* 文書の抜粋 *
= = =
ドア配置は各事業者が長年、試行錯誤をしている。東日本の前中扉や関西の前後扉など、それぞれの地域や運賃支払方法などのいろいろな要因で、複雑に変化してきている。それぞれにメリット、デメリットがあり、一概には決めつけられるものではない。特にドア配置の変更でひとつの路線に複数のドア配置の車両が混ざって走るのは、利用者にとって非常に不親切であり、ドア配置の変更はバス事業者にとって勇気のいる決断なのである。
= = =
データ一覧:
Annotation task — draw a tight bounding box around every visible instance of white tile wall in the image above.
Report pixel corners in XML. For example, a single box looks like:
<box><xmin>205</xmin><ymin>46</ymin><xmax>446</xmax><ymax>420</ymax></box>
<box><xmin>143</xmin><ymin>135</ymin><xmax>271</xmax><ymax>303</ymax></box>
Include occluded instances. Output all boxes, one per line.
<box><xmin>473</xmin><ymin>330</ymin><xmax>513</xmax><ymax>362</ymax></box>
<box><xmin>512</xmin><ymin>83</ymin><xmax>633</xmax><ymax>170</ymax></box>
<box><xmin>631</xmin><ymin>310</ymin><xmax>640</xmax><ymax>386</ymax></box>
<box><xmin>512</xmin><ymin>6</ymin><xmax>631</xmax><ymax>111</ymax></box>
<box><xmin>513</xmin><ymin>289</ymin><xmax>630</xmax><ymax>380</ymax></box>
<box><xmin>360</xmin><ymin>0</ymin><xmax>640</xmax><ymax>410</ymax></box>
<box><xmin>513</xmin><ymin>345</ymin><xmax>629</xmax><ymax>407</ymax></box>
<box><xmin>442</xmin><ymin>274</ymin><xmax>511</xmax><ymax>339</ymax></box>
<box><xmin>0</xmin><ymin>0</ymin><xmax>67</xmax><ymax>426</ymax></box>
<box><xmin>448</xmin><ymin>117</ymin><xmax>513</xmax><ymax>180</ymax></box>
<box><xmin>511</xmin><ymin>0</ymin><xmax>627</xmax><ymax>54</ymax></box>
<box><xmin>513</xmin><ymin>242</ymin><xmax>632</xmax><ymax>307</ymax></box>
= = =
* 作業内容 *
バスのドア配置に関する文章から、「ドア配置は各事業者が長年、試」から「て勇気のいる決断なのである。」までの部分を一字も変えずに書き写してください。 エントリは別の出典から取られたものです。

* 回答 *
ドア配置は各事業者が長年、試行錯誤をしている。東日本の前中扉や関西の前後扉など、それぞれの地域や運賃支払方法などのいろいろな要因で、複雑に変化してきている。それぞれにメリット、デメリットがあり、一概には決めつけられるものではない。特にドア配置の変更でひとつの路線に複数のドア配置の車両が混ざって走るのは、利用者にとって非常に不親切であり、ドア配置の変更はバス事業者にとって勇気のいる決断なのである。